DATA PROVIDED START

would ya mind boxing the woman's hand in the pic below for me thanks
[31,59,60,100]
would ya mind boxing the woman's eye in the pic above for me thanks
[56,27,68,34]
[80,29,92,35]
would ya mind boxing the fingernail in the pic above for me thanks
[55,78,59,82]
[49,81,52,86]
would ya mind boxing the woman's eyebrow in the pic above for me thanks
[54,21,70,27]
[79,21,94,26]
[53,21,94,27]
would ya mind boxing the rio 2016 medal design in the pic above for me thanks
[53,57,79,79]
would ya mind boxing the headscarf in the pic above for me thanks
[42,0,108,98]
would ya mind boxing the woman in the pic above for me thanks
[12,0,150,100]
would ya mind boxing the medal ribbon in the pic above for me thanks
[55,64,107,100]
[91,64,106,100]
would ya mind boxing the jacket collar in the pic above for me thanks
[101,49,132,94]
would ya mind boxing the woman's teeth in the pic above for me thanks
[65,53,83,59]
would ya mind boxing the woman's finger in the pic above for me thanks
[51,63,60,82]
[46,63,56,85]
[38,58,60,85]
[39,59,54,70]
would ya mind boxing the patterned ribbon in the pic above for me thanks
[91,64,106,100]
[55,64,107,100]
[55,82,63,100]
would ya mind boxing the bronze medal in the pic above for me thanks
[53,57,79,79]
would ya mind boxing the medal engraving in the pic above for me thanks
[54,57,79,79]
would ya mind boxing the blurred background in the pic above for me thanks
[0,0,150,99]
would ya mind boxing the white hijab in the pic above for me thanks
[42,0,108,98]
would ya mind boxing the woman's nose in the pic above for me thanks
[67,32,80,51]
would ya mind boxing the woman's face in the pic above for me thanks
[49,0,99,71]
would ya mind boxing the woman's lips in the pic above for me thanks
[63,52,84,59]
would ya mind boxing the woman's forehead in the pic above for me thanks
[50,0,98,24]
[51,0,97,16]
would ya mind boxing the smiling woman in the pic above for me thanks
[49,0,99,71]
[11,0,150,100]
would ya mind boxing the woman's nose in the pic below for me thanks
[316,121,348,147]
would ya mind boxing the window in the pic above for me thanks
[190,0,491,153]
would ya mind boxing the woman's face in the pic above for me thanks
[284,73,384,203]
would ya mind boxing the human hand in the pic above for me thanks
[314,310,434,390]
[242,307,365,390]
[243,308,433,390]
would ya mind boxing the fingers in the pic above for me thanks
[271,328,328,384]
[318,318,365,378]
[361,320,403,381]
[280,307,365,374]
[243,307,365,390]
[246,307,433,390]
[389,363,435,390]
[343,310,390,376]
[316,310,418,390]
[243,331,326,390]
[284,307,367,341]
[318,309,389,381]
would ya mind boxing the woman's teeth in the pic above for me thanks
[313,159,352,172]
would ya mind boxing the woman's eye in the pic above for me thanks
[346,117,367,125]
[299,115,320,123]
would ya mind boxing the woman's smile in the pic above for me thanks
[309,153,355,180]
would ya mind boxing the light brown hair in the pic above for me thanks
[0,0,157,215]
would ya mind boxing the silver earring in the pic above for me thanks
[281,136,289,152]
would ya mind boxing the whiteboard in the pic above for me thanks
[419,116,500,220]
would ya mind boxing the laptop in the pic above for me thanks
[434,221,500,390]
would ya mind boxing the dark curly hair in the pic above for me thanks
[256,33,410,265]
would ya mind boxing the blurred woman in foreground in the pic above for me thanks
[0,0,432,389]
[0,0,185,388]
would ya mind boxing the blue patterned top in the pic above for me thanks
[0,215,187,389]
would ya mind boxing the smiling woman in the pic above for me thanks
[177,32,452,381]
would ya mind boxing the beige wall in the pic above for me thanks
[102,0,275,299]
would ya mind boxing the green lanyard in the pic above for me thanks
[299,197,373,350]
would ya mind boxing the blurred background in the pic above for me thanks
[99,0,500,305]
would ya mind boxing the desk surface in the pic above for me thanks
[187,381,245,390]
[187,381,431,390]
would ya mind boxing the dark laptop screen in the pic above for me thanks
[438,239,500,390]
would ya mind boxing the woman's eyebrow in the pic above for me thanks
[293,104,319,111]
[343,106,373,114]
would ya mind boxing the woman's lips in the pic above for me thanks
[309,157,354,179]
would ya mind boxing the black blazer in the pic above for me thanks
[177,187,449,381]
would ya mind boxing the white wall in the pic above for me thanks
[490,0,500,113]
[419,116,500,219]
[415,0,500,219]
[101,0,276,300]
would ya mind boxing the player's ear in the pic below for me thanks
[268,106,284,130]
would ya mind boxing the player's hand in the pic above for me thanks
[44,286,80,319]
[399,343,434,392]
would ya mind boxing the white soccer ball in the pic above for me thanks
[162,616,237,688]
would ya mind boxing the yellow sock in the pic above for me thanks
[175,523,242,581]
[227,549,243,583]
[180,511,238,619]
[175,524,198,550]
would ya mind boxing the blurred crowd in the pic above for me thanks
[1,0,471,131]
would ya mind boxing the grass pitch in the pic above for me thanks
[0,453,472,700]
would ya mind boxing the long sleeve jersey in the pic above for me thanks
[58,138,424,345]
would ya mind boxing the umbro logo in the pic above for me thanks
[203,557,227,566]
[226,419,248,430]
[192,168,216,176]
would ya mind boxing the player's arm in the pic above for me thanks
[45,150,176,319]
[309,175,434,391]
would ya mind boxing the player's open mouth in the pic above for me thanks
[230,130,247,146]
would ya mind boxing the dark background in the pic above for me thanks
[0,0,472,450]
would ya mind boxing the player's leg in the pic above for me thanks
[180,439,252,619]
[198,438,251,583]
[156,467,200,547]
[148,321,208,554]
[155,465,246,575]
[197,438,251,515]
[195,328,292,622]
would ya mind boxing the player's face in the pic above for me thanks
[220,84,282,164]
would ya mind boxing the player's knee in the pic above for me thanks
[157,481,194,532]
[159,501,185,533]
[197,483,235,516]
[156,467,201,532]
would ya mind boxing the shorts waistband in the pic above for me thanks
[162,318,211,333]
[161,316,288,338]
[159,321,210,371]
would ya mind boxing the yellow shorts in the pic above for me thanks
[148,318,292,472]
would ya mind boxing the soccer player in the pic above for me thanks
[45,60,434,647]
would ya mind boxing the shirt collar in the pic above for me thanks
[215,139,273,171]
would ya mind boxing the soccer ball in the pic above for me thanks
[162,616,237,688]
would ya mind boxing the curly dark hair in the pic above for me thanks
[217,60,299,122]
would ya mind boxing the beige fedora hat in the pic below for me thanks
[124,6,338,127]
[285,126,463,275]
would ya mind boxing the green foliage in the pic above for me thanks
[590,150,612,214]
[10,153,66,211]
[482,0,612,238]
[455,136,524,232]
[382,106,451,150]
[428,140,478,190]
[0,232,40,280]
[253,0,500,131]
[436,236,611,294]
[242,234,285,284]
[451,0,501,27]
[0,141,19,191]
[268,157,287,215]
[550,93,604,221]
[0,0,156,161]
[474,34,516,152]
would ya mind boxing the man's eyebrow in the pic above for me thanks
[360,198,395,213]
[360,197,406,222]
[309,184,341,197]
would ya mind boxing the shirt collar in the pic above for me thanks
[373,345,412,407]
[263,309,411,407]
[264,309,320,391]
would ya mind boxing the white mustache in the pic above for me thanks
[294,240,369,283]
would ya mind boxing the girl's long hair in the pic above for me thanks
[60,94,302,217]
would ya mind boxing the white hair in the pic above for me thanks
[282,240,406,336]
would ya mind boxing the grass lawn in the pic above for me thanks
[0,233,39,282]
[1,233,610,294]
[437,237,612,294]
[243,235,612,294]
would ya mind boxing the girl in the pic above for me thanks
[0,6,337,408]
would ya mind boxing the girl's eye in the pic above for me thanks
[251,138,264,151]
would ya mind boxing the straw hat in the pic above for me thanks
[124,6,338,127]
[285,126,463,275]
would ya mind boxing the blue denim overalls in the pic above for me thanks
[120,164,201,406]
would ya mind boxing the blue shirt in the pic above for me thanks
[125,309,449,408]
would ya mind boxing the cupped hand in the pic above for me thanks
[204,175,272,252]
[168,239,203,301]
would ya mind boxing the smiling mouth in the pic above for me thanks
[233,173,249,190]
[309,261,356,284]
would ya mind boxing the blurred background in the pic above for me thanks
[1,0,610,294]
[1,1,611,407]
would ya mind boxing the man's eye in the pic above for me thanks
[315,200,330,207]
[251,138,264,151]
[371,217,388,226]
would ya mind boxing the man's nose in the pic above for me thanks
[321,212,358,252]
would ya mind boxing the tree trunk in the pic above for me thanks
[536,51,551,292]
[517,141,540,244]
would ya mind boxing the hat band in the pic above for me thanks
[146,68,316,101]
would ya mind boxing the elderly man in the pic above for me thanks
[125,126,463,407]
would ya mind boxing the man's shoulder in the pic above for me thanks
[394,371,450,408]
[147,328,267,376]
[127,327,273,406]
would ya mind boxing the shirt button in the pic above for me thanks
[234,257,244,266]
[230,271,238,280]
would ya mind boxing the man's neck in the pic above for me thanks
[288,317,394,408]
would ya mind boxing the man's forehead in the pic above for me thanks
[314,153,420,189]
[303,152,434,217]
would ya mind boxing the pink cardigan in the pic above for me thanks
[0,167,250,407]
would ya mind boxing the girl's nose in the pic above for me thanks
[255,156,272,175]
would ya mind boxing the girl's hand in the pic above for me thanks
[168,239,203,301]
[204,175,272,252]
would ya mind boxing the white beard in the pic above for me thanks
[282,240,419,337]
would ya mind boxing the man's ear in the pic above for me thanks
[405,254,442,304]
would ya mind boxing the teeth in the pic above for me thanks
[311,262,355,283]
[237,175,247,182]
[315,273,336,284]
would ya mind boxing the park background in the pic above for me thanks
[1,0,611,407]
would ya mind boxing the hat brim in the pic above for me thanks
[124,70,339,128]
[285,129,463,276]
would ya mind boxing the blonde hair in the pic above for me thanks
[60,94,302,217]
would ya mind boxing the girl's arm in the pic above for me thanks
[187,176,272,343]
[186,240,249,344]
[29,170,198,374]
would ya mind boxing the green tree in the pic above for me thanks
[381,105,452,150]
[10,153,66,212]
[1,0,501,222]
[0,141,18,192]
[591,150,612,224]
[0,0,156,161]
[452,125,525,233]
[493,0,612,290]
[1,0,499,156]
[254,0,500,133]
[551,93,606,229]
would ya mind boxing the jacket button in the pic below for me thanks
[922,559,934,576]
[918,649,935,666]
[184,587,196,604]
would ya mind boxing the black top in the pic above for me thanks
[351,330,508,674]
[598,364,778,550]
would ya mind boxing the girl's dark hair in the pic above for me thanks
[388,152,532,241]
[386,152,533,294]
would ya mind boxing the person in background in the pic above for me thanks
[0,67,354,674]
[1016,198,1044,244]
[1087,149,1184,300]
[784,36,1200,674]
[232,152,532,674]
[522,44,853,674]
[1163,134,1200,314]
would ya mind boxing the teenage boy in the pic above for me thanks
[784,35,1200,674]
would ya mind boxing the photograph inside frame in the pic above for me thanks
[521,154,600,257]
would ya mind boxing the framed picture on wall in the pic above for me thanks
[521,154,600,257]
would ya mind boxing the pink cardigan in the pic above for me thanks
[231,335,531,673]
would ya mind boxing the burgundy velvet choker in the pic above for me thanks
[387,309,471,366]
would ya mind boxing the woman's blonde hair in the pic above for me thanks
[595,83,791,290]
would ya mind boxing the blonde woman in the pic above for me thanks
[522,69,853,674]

DATA PROVIDED END

# [TASK DETAILS]
What is needed is an exact copy of the lines from the one containing "would ya mind boxing the blonde hair" through the last line of the records above, both included.

# [COMPLETED TASK]
would ya mind boxing the blonde hair in the pic above for me thanks
[60,94,302,217]
would ya mind boxing the girl's arm in the pic above for me thanks
[187,176,272,343]
[186,240,249,344]
[29,170,198,374]
would ya mind boxing the green tree in the pic above for me thanks
[381,105,452,150]
[10,153,66,212]
[1,0,501,222]
[0,141,18,192]
[591,150,612,224]
[0,0,156,161]
[452,125,525,233]
[493,0,612,290]
[1,0,499,156]
[254,0,500,133]
[551,93,606,229]
would ya mind boxing the jacket button in the pic below for me thanks
[922,559,934,576]
[918,649,935,666]
[184,587,196,604]
would ya mind boxing the black top in the pic above for me thanks
[351,330,508,674]
[598,364,778,550]
would ya mind boxing the girl's dark hair in the pic above for me thanks
[388,152,532,241]
[386,152,533,294]
would ya mind boxing the person in background in the pic above for me thanks
[0,67,354,674]
[1016,198,1044,244]
[1087,149,1184,300]
[784,36,1200,674]
[232,152,532,674]
[522,44,853,674]
[1163,134,1200,314]
would ya mind boxing the teenage boy in the pic above for me thanks
[784,35,1200,674]
would ya mind boxing the photograph inside frame in the pic above for me thanks
[521,154,600,257]
would ya mind boxing the framed picture on wall in the pic above for me thanks
[521,154,600,257]
would ya mind boxing the pink cardigan in the pic above for me thanks
[231,335,531,673]
would ya mind boxing the burgundy velvet choker in the pic above for me thanks
[387,309,471,366]
would ya mind boxing the woman's blonde hair in the pic above for me thanks
[595,83,791,290]
would ya mind boxing the blonde woman in the pic above for me thanks
[522,69,853,674]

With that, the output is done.